**SELECTED TEXT:**
American businessman and philanthropist

Abraham Lincoln Filene (April 5, 1865 – August 27, 1957) was an American businessman and philanthropist.

==Biography==
Born to a Jewish family in Boston, Massachusetts, he was one of 5 children of William Filene and Clara Ballin. His parents were German Jewish immigrants - his father from Posen, Prussia and mother was born in Segnitz, Bavaria - who immigrated to the United States in 1848. His father founded Filene's department stores.

Known by his middle name, Lincoln, together with his older brother Edward, built his father's store into a highly successful business.

A social reformer, Lincoln Filene supported the American women's suffrage movement and went against the position taken by most members of the American business community when he publicly supported President Franklin Roosevelt's New Deal agenda.

Filene had a keen interest in educational issues and served as a member of the Executive Board of the National Committee for the Department of Education. A philanthropist, in 1937 he and his wife established the Lincoln and Therese Filene Foundation. They supported numerous educational endeavours including the "Lincoln Filene Center for Citizenship and Public Affairs" at Tufts University and in 1955 funded the first educational television station in the city of Boston.

==Personal life==
Lincoln Filene married Thérèse Weill. A family involved in the arts, they were part of the group who founded the Boston Symphony Orchestra. They had two daughters, Helen Filene Ladd and Catherine Filene Shouse. Catherine received numerous domestic and international honors for her contribution to the arts and who donated the land and provided funding for Virginia's Wolf Trap National Park for the Performing Arts. Lincoln Filene died in 1957 in Marstons Mills, Massachusetts.

**COLLECTED MATERIAL:**
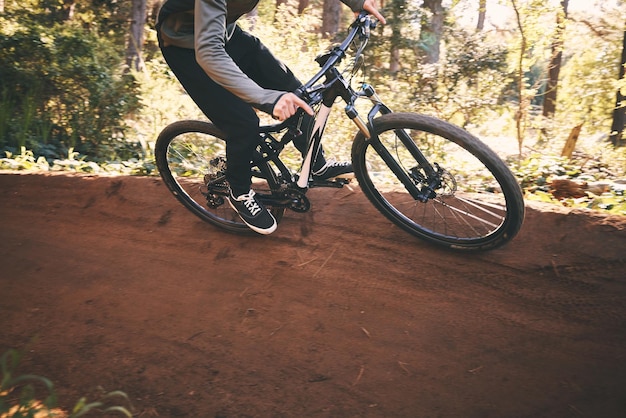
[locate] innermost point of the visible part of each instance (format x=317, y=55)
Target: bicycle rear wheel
x=191, y=158
x=469, y=200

**TASKS TO COMPLETE:**
[1] In the Lincoln Filene biography, quote everything from "A social reformer, Lincoln" down to "New Deal agenda.".
[2] Turn the paragraph of the Lincoln Filene biography that opens "Filene had a keen interest in educational issues" into a short bulleted list that keeps its main facts.
[3] Translate this sentence from the Lincoln Filene biography into Spanish: "A social reformer, Lincoln Filene supported the American women's suffrage movement and went against the position taken by most members of the American business community when he publicly supported President Franklin Roosevelt's New Deal agenda."
The listing plays no part in what follows.

**ANSWERS TO THE EXERCISES:**
[1]
A social reformer, Lincoln Filene supported the American women's suffrage movement and went against the position taken by most members of the American business community when he publicly supported President Franklin Roosevelt's New Deal agenda.

[2]
- Served on the Executive Board of the National Committee for the Department of Education, reflecting a keen interest in educational issues
- Established the Lincoln and Therese Filene Foundation with his wife in 1937
- Supported many educational endeavors, including the Lincoln Filene Center for Citizenship and Public Affairs at Tufts University
- Funded Boston's first educational television station in 1955

[3] Reformador social, Lincoln Filene apoyó el movimiento estadounidense por el sufragio femenino y se opuso a la postura adoptada por la mayoría de los miembros de la comunidad empresarial estadounidense cuando respaldó públicamente la agenda del New Deal del presidente Franklin Roosevelt.